— GOALS —
1. Retype everything from "Pawtucket has long" down to "as Cape Verde." in the article on the Pawtucket school desegregation dispute, keeping each word and punctuation mark unchanged.
2. Write what comes next in the article on the Pawtucket school desegregation dispute, starting after its final sentence.

— SOURCE —
School board members vowed, meanwhile, to challenge the state in court if it moved to enforce the Rhode Island board of regents’ policy requiring that all public schools meet certain racial-balance guidelines.

“There is nothing gained in busing a child because of his ethnic background,” Paul J. Wildenhain, the chairman of the Pawtucket school committee, said last week.

The dispute arises from a requirement, passed by the regents in 1970, calling for all schools in a district to have minority enrollments within 10 percentage points of the district average, regardless of whether the district had engaged in deliberate racial segregation.

Ten of the 15 public schools in Pawtucket fail to meet the state guidelines. Minority enrollment in the 9,000-student district is 29 percent, but individual schools have minority populations ranging from 16 percent to 52 percent. The Pawtucket board had agreed last year to establish magnet schools and other voluntary desegregation programs as part of a plan to redistribute students.

Since then, however, board members have accused the state of coercing them into the agreement and then refusing to help pay the estimated $220,000 a year to implement it. They also have questioned the legality of the regents’ guidelines. Last month, the local board informed the state that it had reversed itself.

“The policy is absolutely arbitrary, capricious, costly, destructive, and divisive, and it has no educational benefit whatsoever,” Gerald B. Resnick, the deputy chairman of the school board, said last week.

Frank R. Walker, the director of the state education department’s office of equity and access, said the state has no choice but to hold administrative hearings to weigh whether it should impose sanctions. If it chooses, the state can cut off the district’s aid, earmark funds specifically for desegregation, or appoint an outsider to oversee desegregation efforts.

Neighborhood Schools

Pawtucket has long had several schools out of compliance with the state’s enrollment guidelines, but the situation has worsened in recent years with the influx of immigrants from Central America and African nations such as Cape Verde.

— RECORDS —
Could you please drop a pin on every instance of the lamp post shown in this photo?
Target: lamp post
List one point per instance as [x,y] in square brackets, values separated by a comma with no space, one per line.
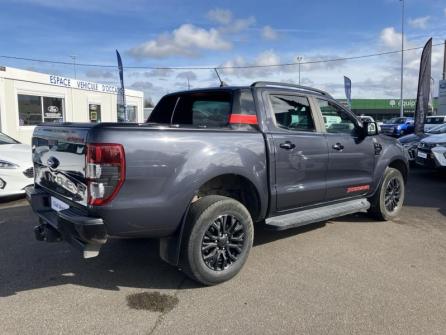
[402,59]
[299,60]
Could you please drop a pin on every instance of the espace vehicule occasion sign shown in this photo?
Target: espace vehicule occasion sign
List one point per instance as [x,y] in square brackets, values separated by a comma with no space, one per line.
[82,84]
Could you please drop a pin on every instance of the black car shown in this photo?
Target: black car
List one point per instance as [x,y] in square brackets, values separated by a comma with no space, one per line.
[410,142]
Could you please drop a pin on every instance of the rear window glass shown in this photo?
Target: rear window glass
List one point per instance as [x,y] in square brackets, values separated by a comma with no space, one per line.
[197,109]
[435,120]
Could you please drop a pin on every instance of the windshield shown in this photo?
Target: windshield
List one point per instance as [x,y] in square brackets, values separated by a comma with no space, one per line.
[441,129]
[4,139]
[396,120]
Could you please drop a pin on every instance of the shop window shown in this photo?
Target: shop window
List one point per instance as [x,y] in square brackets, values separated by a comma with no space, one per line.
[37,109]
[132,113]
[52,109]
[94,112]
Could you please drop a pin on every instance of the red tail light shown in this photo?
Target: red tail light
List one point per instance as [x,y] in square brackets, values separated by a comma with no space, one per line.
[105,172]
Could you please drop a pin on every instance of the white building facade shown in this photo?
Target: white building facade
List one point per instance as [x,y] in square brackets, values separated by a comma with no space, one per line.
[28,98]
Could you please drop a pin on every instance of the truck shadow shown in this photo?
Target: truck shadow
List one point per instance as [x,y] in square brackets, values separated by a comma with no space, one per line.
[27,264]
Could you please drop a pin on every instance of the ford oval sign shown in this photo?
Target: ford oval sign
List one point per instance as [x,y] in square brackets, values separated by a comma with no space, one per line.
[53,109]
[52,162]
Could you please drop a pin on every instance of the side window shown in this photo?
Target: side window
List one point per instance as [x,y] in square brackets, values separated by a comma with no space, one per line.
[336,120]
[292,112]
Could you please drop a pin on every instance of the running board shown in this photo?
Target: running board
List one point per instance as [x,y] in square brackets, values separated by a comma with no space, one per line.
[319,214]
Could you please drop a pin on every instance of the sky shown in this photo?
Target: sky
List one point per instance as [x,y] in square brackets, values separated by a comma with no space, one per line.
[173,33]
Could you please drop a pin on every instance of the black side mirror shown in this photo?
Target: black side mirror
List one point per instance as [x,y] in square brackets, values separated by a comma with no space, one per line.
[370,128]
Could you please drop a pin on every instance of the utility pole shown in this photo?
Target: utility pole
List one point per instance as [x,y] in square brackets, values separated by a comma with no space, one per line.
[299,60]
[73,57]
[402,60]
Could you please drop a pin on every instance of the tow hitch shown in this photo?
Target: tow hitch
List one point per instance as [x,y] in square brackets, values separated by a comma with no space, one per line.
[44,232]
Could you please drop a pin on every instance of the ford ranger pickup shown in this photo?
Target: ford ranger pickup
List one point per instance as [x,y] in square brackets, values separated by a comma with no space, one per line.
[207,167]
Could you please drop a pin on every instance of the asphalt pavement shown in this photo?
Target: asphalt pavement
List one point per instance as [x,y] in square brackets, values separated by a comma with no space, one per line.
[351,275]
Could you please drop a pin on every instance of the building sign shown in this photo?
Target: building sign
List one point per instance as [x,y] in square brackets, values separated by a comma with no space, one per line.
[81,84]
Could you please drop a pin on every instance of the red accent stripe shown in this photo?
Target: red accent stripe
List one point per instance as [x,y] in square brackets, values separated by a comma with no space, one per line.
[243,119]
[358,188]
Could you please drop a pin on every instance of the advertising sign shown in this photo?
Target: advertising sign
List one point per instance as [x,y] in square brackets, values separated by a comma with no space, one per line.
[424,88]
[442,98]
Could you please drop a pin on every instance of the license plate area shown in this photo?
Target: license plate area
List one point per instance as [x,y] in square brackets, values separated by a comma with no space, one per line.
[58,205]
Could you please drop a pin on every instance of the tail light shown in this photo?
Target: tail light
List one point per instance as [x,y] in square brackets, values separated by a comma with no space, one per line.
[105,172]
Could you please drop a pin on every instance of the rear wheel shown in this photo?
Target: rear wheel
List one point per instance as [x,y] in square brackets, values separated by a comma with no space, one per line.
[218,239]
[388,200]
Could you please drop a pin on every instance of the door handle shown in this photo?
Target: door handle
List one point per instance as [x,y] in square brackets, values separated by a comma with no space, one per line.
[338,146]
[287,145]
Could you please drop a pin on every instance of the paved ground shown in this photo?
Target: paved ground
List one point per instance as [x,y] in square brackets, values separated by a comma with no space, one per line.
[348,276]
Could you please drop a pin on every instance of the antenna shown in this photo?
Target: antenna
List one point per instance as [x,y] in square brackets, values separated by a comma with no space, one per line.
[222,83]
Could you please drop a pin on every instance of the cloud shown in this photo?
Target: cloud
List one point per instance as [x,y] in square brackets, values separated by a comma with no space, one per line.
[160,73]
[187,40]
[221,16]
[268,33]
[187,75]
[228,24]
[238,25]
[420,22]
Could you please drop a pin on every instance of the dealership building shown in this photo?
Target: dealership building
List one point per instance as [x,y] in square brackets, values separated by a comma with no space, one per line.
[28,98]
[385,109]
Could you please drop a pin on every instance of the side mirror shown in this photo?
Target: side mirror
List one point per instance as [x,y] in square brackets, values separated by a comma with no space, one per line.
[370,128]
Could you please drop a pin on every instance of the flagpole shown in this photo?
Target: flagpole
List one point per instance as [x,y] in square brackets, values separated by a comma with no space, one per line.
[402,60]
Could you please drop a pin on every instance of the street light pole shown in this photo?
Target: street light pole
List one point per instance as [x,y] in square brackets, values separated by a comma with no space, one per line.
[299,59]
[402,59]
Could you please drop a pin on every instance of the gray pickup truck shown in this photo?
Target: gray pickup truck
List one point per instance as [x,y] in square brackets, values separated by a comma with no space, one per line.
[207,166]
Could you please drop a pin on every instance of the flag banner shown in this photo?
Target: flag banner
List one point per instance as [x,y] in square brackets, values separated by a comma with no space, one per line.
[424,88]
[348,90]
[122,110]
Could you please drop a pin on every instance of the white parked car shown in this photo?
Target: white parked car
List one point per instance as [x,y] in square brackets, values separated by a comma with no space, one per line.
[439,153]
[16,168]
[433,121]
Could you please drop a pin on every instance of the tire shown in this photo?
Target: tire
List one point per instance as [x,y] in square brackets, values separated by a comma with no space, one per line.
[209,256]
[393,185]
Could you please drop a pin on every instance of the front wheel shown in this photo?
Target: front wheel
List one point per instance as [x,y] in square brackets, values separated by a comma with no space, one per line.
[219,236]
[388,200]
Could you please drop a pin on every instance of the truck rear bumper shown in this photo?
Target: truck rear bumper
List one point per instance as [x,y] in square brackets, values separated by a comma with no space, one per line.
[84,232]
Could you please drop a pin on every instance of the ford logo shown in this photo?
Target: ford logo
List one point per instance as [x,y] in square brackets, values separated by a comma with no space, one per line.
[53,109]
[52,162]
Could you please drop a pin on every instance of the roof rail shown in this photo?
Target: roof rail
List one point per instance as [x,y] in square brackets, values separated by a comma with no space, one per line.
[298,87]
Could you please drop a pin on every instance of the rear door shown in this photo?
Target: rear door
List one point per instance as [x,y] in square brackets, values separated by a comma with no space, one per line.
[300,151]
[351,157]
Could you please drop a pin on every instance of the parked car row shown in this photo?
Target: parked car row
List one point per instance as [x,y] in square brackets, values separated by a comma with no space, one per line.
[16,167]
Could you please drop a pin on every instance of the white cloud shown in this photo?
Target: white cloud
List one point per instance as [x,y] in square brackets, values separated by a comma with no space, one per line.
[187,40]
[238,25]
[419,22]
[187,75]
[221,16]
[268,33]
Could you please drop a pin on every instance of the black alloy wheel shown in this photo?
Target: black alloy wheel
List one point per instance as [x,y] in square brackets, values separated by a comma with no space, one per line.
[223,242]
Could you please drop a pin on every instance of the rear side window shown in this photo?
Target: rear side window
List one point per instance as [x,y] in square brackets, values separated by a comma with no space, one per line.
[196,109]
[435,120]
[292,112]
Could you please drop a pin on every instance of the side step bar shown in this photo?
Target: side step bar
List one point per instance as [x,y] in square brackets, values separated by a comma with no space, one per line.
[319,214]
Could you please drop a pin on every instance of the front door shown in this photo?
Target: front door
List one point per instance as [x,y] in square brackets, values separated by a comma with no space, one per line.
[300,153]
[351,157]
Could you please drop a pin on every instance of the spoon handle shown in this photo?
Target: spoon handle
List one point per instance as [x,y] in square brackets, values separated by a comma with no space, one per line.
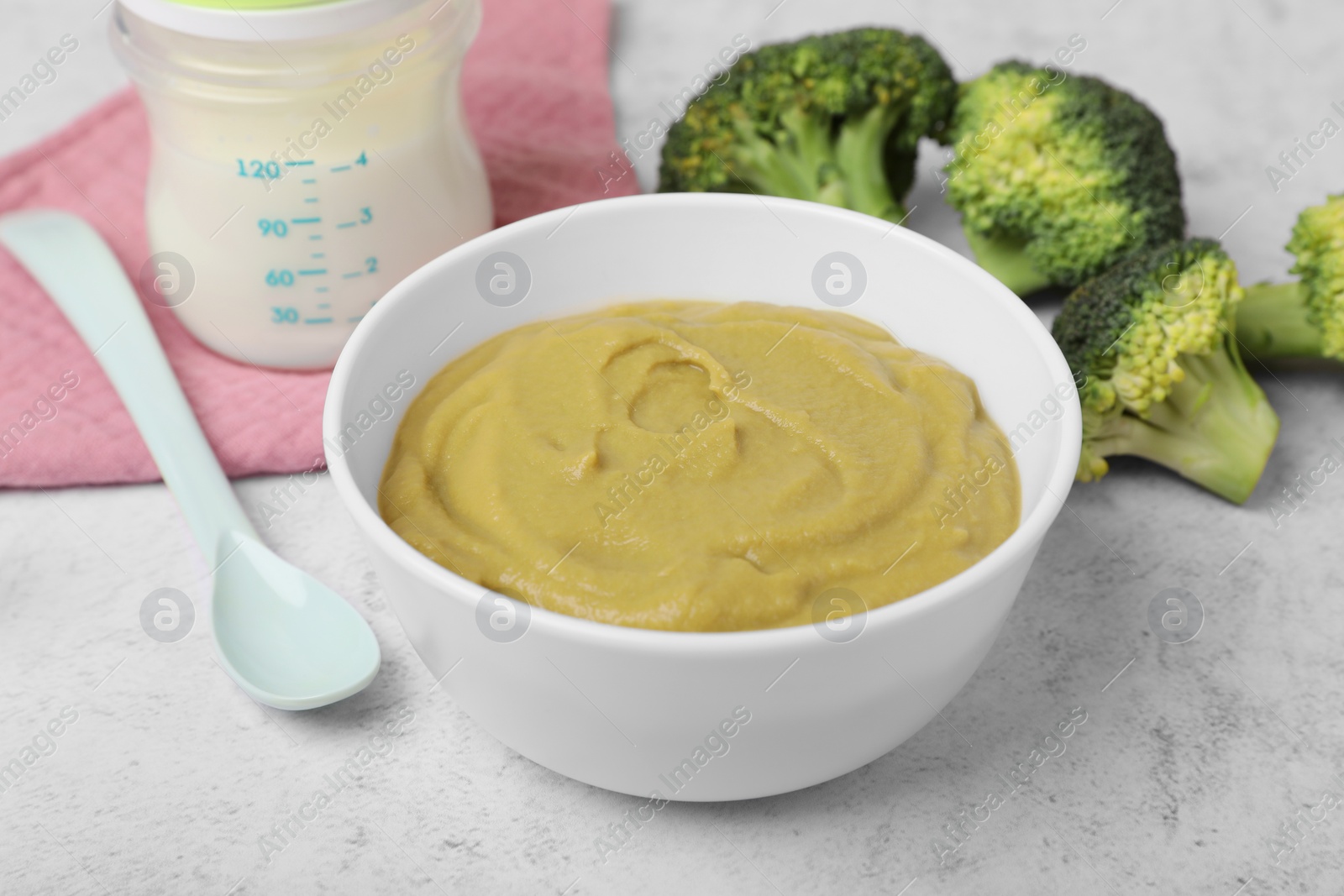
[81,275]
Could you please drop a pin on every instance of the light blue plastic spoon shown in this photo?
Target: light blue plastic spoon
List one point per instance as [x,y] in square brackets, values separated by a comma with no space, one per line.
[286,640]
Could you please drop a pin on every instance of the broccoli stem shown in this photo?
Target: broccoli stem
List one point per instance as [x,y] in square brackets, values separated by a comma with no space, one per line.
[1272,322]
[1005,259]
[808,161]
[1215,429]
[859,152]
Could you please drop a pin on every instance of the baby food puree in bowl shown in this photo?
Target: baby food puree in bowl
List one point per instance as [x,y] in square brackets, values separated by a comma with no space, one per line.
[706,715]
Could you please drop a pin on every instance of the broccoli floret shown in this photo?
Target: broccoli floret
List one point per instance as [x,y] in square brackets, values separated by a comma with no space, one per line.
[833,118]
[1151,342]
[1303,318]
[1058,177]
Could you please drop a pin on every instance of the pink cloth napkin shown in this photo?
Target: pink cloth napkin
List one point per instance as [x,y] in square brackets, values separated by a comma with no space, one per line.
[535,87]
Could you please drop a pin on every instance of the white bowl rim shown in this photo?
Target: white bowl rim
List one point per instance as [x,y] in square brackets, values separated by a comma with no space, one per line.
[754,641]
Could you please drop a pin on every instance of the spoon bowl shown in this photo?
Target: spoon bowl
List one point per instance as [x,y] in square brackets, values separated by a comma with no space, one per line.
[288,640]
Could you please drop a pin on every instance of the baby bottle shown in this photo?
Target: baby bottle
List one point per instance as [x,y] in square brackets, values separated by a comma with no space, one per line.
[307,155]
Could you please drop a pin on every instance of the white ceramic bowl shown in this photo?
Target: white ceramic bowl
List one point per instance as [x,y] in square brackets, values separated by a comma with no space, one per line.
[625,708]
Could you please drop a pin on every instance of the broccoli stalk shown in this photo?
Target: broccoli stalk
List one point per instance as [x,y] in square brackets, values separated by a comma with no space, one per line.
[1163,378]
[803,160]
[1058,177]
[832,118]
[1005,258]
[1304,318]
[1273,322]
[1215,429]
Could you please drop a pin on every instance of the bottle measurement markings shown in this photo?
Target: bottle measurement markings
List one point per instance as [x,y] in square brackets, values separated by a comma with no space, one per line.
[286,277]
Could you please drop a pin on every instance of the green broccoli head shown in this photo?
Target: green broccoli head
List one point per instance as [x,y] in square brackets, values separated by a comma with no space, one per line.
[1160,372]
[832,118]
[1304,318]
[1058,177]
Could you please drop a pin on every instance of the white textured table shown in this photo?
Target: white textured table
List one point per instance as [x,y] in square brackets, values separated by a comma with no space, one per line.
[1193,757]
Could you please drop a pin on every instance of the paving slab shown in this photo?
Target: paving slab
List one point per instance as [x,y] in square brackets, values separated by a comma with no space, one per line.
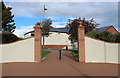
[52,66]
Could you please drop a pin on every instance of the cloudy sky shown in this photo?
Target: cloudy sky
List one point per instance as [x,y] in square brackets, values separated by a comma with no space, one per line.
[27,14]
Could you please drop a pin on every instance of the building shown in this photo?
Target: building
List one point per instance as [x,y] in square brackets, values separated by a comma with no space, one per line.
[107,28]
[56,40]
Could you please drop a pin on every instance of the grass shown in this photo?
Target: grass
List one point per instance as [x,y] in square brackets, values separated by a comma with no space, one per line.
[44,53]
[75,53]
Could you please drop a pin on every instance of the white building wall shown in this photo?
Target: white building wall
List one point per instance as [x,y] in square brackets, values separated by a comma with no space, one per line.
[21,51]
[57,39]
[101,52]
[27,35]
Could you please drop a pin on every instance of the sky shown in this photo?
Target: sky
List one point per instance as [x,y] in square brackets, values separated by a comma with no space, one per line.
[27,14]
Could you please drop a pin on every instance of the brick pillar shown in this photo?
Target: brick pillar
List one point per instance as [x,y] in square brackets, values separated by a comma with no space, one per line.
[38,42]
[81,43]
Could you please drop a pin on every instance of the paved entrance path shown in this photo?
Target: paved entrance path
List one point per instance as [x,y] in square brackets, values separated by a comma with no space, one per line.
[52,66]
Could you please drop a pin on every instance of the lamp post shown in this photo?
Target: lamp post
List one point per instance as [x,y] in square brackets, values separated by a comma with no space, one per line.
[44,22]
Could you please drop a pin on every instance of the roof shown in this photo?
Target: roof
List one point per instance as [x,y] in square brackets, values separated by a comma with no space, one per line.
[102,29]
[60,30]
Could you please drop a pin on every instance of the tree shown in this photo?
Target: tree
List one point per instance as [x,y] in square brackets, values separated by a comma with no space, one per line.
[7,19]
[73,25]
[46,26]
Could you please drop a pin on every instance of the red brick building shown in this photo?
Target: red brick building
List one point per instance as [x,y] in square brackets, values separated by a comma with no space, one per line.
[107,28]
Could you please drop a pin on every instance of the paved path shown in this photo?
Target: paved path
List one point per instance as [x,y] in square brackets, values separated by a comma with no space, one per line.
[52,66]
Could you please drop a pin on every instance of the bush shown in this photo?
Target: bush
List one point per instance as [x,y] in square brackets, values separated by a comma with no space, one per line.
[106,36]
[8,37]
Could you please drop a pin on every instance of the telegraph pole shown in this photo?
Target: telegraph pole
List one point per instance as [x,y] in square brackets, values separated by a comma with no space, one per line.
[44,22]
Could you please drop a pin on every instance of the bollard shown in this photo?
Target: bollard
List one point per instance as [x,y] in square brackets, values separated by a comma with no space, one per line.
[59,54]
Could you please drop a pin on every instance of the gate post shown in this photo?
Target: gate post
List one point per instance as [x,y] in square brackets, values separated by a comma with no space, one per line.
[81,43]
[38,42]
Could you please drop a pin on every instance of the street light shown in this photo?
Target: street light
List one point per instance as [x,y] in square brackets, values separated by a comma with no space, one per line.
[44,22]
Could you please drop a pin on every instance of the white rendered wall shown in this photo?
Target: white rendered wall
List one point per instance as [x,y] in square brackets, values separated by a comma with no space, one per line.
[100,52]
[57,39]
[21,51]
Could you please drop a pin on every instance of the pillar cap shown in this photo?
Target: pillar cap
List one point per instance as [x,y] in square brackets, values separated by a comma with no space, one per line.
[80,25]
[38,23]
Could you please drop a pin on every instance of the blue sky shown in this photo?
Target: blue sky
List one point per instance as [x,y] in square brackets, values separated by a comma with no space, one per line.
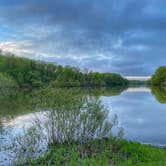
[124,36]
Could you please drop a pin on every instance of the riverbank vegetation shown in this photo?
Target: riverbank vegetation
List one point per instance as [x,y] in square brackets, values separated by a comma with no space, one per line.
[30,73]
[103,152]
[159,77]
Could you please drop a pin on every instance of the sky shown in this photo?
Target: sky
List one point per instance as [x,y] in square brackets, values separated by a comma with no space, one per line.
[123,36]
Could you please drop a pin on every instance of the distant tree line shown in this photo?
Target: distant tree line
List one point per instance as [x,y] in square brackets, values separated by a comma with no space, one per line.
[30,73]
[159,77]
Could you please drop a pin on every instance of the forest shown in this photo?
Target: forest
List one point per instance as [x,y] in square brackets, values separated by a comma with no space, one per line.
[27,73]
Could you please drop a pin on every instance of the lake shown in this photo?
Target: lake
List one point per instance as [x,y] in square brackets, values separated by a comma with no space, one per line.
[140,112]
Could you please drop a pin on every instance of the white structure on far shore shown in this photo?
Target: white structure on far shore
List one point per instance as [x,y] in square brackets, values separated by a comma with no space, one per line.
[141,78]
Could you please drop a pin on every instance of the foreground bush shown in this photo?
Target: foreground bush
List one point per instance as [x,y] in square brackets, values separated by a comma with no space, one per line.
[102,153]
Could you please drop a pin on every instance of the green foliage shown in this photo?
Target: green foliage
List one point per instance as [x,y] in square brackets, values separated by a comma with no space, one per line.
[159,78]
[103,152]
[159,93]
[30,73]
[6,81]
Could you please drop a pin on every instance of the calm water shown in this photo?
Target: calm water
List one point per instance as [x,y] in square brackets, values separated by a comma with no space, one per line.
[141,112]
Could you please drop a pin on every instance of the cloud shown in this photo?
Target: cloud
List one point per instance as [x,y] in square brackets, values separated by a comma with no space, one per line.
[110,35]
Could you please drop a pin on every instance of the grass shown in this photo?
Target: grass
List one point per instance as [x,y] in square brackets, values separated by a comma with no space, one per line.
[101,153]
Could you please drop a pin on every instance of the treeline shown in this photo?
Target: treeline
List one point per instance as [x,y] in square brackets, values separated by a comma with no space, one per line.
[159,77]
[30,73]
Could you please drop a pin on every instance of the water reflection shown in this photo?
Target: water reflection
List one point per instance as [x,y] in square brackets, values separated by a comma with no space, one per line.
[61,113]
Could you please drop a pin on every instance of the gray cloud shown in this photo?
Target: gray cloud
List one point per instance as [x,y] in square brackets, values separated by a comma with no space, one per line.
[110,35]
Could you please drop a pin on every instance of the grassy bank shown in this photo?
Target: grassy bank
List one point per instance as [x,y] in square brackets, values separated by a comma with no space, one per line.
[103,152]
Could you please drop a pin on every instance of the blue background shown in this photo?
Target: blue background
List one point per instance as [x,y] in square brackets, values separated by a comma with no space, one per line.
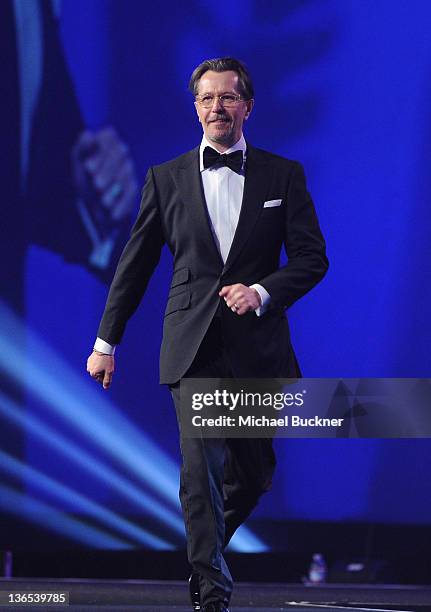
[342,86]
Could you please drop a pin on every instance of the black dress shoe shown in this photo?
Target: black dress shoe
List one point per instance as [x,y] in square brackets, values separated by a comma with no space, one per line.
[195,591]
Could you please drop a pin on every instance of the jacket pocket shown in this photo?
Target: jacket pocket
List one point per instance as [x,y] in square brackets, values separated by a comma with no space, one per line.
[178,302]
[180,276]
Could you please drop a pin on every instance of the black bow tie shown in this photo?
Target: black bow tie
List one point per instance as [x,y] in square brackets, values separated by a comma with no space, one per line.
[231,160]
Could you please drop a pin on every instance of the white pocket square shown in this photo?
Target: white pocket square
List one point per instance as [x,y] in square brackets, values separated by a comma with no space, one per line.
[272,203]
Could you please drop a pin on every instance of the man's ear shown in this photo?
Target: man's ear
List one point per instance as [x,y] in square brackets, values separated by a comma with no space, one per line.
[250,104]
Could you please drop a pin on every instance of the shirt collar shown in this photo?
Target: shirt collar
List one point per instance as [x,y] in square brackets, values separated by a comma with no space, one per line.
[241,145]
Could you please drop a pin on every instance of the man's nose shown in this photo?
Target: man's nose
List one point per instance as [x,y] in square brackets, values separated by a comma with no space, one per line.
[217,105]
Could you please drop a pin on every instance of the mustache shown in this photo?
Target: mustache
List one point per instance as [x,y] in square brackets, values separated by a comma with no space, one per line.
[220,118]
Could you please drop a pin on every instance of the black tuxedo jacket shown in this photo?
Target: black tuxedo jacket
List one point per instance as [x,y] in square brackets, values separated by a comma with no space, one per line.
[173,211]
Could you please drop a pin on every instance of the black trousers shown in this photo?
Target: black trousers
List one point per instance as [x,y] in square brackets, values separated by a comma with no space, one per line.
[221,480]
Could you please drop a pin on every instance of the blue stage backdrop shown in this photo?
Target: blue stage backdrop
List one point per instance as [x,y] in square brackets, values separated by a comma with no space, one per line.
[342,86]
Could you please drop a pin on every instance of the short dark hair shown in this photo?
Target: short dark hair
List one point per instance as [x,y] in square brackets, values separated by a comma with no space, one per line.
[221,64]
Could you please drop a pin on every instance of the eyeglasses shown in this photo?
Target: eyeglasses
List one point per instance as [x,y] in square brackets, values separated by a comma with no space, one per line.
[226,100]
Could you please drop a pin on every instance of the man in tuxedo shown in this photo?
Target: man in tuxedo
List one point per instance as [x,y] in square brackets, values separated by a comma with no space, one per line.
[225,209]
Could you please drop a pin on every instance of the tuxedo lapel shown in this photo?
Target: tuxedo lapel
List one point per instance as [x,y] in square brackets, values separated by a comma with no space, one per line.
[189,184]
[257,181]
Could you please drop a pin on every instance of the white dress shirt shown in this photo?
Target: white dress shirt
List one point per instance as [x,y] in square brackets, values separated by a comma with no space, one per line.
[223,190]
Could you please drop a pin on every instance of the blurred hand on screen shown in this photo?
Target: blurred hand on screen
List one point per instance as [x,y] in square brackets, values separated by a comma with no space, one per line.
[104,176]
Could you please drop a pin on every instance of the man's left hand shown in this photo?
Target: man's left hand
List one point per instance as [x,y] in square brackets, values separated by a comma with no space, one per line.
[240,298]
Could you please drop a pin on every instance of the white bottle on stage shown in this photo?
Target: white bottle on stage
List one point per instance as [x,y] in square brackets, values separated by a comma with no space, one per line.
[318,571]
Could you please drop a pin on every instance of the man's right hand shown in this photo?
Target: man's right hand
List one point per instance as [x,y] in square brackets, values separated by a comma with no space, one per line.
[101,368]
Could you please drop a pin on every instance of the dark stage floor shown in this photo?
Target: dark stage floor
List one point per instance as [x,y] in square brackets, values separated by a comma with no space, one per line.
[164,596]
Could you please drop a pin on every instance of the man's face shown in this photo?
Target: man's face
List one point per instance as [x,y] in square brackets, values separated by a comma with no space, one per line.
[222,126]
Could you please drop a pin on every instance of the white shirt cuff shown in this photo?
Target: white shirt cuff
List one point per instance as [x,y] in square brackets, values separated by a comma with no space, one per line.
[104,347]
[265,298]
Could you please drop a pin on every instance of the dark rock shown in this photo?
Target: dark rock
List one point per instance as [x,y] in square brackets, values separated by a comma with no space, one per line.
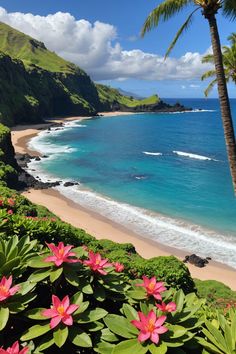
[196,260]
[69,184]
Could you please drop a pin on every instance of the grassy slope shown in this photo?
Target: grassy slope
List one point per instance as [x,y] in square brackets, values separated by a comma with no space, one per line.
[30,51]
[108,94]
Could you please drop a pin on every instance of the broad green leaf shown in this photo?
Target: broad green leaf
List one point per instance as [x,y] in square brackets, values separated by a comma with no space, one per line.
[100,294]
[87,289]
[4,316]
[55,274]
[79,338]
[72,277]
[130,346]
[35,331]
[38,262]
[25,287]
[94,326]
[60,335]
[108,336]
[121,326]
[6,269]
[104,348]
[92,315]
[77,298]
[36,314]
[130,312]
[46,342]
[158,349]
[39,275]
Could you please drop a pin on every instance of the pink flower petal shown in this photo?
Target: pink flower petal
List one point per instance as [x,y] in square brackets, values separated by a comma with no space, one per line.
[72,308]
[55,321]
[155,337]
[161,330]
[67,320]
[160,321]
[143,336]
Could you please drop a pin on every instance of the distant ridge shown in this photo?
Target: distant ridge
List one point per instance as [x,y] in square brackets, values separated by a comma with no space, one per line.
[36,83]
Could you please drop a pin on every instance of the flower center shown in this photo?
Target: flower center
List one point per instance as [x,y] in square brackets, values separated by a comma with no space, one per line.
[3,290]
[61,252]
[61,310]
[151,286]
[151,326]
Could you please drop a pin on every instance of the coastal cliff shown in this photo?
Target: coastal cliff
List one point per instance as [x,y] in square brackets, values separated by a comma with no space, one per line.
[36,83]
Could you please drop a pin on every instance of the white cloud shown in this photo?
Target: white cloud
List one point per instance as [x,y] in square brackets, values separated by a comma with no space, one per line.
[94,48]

— ANSWERS FOR THIS EXERCISE —
1.
Pawtucket has long had several schools out of compliance with the state’s enrollment guidelines, but the situation has worsened in recent years with the influx of immigrants from Central America and African nations such as Cape Verde.

2.
In 1993, the state found the district in violation of its enrollment guidelines and directed it to come up with a plan to address the problem. In response, a 52-member task force of community representatives devised the 18-point school-desegregation and -improvement plan that the board voted 5 to 2 to adopt last June.

Along with calling for new student-assignment policies to promote voluntary integration, the plan outlined several education reforms, such as improvements in the district’s testing and guidance programs, designed to boost minority achievement.

Although the Pawtucket board continues to embrace the 16 points of the plan dealing with education reform, it began almost immediately to retreat from the student-assignment provisions.

Brian J. Kelly, a school committee member, said he soured on the plan when he realized that some children might be prevented from attending their neighborhood schools so that those schools could be kept in racial balance. He said last week that both minority and white parents in the district have asked that their children remain in the schools closest to home.

Mr. Wildenhain said last week that the district should not be asked to remedy segregated housing patterns beyond its control.

State officials, meanwhile, have suggested that they may in fact have a case for proving that the school board deliberately acted in ways that increased racial segregation in the district’s schools.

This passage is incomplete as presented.